_Required tasks_.
**a.** In the Old Fashioned Morphine thread, in which two places did sd40chef travel with some people a few years back?
**b.** Write out the passage of the Old Fashioned Morphine thread from "## AlwaysLost (Oct" to "as I am able.".

-- start of Extract provided --

# Old Fashioned Morphine



## AlwaysLost (Oct 23, 2017)

Some of the best singing with a travelling video. This song will bring me out or retirement (briefly) as soon as I am able.


----------



## sd40chef (Oct 23, 2017)

great cover. travelled in nova scotia and newfoundland with some people, including sarah (girl on the right side playing banjo), a few years back.


----------



## Odin (Oct 23, 2017)

This ... this is the same.... sirens... I remember that sound!


----------



## Odin (Oct 23, 2017)

Bravo.


----------



## rooster831 (Oct 24, 2017)

yeah old fashioned morphine sounds good to me


----------



## Athena212 (Nov 6, 2017)

I dig it


----------



## AlwaysLost (Nov 7, 2017)

Athena212 said:


> I dig it



Off Topic but welcome to STP Athena Goddess of Wisdom, Strategy and War. Two gods of war responding to one post that is pretty epic.


----------



## Athena212 (Nov 7, 2017)

Thank you; I agree pretty epic.


----------



## Deleted member 20975 (Mar 8, 2018)

-- end of Extract provided --
-- start of Record extracts --

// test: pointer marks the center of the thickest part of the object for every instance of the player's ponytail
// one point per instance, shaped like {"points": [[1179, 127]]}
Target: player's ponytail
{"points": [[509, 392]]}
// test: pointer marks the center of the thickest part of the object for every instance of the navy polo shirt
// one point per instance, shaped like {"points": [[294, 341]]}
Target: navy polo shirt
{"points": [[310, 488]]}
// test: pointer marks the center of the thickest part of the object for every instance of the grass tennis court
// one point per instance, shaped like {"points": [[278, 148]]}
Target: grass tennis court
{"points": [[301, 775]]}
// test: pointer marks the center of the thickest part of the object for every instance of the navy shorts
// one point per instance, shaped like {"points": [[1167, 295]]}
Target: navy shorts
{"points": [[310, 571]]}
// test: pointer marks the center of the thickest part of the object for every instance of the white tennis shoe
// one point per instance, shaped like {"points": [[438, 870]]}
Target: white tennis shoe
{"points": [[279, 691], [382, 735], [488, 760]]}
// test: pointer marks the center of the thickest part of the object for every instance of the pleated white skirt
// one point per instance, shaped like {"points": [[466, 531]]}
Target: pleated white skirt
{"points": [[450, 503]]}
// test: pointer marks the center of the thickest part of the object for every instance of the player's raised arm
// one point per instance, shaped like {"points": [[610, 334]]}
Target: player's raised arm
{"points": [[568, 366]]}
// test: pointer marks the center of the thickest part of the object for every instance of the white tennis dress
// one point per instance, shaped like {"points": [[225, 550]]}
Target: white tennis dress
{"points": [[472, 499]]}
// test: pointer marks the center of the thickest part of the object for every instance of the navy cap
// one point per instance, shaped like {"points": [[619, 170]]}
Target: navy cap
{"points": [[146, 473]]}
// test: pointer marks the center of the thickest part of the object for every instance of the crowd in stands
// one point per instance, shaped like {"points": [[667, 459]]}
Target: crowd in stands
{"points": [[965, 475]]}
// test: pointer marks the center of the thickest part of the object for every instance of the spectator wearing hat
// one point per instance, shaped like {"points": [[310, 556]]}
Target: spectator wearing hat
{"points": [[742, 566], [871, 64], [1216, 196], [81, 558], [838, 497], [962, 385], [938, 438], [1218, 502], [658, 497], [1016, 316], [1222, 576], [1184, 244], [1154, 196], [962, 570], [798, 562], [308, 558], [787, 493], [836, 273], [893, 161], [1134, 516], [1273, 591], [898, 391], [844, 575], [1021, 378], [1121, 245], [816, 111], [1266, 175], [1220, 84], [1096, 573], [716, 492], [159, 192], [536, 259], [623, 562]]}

-- end of Record extracts --
-- start of Record extracts --

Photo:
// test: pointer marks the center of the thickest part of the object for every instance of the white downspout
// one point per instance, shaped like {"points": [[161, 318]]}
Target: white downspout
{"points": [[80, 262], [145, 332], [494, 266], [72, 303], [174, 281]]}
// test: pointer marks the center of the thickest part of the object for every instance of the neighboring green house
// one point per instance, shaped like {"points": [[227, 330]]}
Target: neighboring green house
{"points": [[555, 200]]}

-- end of Record extracts --

_Answers per task_.
**a.** Nova Scotia and Newfoundland.

**b.**
## AlwaysLost (Oct 23, 2017)

Some of the best singing with a travelling video. This song will bring me out or retirement (briefly) as soon as I am able.